**What you are asked to do**.
The answer must be every line of the data that holds the word "wall".

Data for this task START

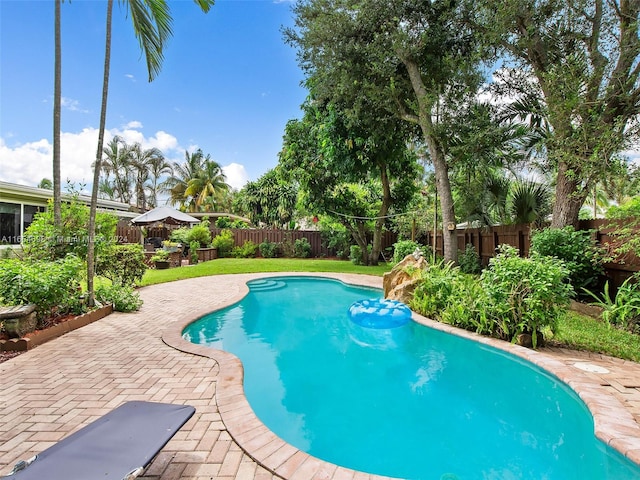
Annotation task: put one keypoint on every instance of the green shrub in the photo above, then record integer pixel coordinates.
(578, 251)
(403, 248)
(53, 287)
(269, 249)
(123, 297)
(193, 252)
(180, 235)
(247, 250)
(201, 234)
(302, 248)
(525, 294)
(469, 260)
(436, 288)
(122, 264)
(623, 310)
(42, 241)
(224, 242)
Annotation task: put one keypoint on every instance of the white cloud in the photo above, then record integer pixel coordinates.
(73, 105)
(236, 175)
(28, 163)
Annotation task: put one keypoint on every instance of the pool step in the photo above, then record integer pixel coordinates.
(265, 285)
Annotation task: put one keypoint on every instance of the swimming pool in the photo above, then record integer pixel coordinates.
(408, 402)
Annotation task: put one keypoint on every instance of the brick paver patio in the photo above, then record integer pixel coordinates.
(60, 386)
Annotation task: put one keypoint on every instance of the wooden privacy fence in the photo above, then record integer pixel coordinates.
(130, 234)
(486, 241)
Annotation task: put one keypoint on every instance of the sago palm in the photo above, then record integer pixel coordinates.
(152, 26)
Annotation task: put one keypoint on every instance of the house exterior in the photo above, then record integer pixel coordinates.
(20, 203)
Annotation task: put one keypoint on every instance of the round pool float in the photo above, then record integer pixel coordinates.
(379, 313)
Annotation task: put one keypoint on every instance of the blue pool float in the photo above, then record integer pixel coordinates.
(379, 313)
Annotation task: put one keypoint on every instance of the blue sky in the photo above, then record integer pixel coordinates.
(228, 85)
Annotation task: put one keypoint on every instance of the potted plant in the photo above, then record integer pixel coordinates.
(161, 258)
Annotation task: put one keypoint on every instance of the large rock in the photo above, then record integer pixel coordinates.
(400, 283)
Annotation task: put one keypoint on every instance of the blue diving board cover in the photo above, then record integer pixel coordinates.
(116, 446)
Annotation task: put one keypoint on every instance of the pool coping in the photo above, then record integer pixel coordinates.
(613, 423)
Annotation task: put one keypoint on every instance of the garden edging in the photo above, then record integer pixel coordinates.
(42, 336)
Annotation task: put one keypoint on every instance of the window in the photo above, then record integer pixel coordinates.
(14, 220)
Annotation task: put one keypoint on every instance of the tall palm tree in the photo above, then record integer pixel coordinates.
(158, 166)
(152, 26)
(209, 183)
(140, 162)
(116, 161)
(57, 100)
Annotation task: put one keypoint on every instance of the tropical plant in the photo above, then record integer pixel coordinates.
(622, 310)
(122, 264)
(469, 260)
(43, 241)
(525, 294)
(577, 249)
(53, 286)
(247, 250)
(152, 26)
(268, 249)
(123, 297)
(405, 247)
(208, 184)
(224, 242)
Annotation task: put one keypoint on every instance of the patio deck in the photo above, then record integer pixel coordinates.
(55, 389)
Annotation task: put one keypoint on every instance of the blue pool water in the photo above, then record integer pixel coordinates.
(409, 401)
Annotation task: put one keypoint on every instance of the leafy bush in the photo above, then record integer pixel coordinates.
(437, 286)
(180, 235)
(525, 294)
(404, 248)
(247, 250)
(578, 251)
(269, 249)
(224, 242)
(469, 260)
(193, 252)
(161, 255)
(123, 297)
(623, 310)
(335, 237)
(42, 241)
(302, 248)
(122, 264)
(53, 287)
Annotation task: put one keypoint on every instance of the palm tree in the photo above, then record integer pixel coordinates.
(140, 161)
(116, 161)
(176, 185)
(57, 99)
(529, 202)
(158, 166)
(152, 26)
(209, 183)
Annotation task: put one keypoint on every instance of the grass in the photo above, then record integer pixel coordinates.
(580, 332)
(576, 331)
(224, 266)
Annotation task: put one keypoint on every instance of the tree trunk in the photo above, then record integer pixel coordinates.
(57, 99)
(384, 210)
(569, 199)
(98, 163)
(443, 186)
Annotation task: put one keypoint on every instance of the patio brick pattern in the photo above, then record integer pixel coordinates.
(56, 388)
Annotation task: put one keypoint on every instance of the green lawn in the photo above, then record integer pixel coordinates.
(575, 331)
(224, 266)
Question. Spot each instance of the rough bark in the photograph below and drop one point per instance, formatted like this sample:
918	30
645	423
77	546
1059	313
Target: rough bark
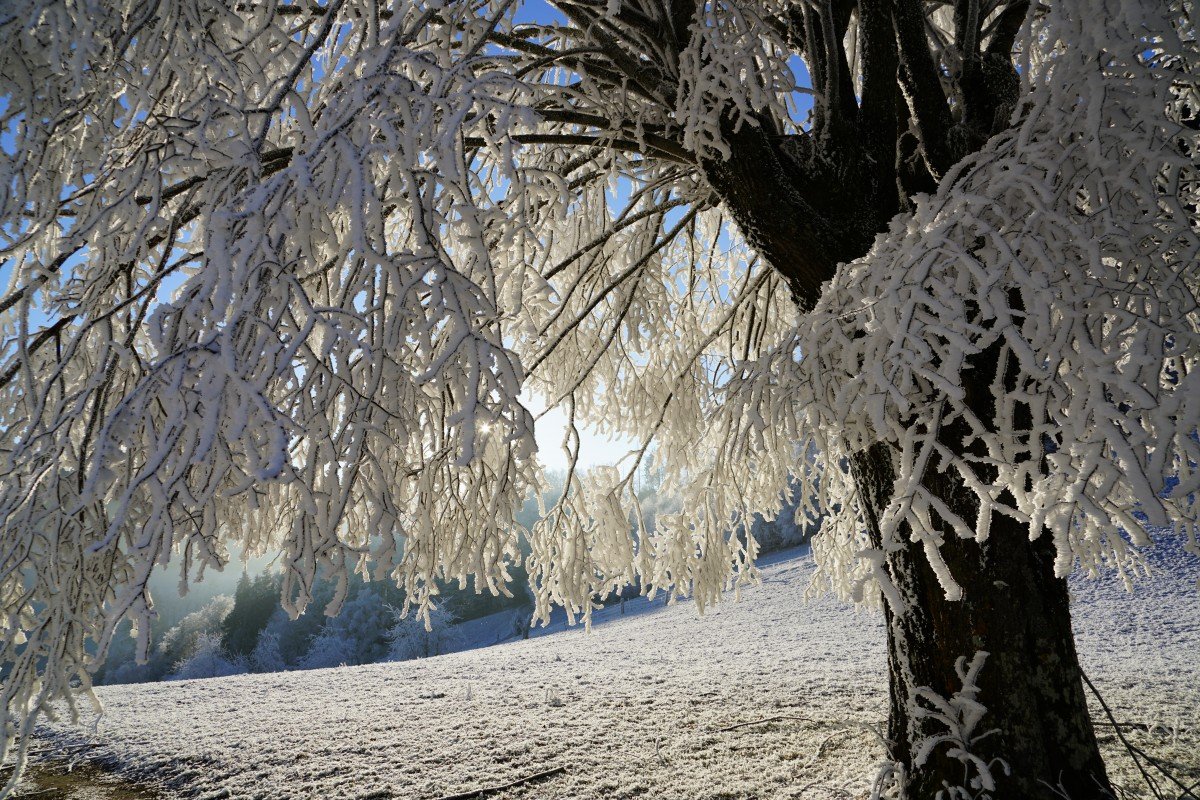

Data for this task END
Data for this task START

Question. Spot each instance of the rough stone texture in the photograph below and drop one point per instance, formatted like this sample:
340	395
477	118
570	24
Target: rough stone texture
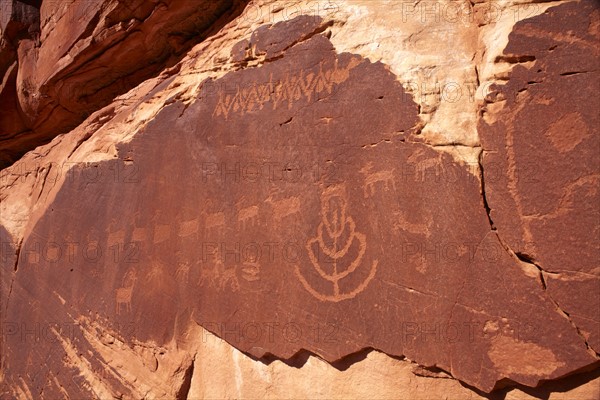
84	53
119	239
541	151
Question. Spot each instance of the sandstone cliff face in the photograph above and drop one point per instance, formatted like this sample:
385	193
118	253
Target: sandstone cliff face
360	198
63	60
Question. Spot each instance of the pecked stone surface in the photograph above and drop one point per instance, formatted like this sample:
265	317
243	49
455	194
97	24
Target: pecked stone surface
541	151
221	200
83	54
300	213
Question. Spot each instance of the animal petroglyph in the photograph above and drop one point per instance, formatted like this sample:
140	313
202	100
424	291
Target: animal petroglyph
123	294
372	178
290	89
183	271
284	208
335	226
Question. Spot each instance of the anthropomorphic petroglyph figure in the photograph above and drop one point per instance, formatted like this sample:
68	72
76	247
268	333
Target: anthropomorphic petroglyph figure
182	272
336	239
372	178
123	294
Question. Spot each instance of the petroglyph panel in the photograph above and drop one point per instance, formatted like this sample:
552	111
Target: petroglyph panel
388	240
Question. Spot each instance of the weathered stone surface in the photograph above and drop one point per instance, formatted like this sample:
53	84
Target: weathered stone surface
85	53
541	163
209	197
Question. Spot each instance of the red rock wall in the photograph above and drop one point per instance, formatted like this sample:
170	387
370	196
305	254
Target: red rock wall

Data for this task END

**Written answer**.
Question. Spot each instance of the red rock wall in the photograph above and drop one point per instance, formatted like this sample:
Target: red rock wall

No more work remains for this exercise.